→ DATA FOR PROCESSING
====
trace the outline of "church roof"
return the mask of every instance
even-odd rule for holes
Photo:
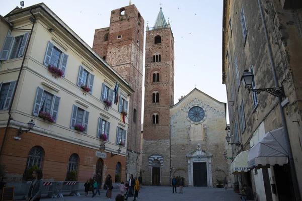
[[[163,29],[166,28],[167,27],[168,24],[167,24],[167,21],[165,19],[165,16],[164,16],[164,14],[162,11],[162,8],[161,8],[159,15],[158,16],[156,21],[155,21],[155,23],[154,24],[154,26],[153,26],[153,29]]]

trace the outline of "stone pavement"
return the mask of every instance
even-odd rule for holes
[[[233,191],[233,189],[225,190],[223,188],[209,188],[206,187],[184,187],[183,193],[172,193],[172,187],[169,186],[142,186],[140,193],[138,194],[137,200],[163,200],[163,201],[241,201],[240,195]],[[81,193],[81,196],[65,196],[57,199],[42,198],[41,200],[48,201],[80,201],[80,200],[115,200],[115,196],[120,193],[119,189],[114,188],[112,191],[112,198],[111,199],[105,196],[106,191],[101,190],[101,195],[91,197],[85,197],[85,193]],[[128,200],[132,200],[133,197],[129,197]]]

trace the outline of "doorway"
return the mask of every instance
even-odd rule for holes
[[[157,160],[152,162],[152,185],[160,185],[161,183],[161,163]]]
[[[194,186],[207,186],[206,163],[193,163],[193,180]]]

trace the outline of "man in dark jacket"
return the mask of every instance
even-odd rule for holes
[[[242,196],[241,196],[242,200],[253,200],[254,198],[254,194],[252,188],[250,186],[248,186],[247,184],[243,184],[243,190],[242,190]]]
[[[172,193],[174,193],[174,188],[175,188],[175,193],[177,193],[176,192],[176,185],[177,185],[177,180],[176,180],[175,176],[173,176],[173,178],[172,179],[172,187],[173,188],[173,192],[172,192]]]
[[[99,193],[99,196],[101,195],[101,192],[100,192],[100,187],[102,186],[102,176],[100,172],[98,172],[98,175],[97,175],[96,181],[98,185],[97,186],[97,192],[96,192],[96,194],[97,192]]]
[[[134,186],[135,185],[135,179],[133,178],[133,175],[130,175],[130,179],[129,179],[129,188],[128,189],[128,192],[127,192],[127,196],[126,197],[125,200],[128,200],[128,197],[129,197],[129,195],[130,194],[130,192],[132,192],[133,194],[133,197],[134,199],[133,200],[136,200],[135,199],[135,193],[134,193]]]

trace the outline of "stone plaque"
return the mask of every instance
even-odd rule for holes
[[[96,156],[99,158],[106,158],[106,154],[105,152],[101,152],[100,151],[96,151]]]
====
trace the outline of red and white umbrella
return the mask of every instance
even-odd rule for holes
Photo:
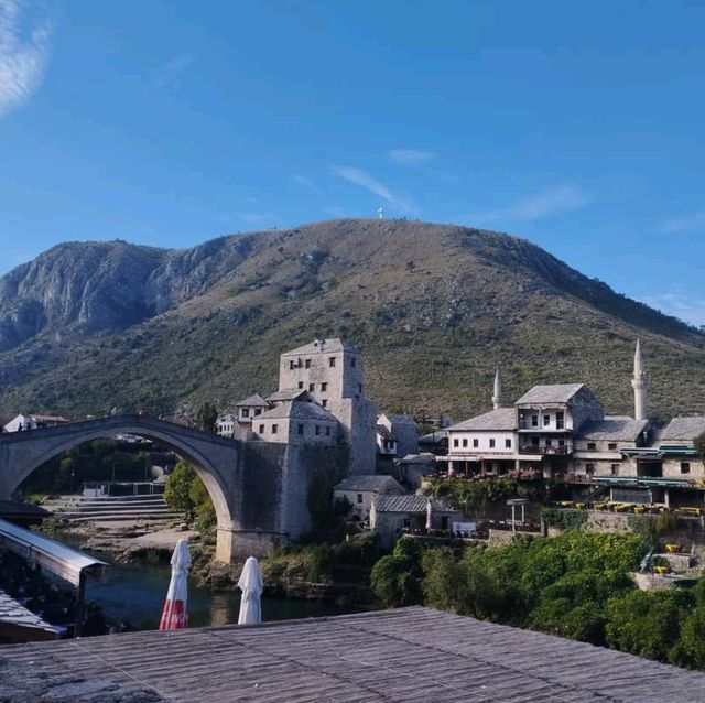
====
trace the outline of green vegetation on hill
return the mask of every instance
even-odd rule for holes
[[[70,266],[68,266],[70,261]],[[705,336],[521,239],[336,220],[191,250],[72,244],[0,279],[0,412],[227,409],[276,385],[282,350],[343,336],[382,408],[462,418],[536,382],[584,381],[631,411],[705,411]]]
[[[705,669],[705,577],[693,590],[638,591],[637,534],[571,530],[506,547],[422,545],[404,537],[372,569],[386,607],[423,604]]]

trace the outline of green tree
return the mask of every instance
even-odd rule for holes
====
→ DESCRIPTION OF THE TASK
Please count the lines in the material above that contain the string "outline", with case counting. Reply with the number alone.

→ SOLUTION BELOW
8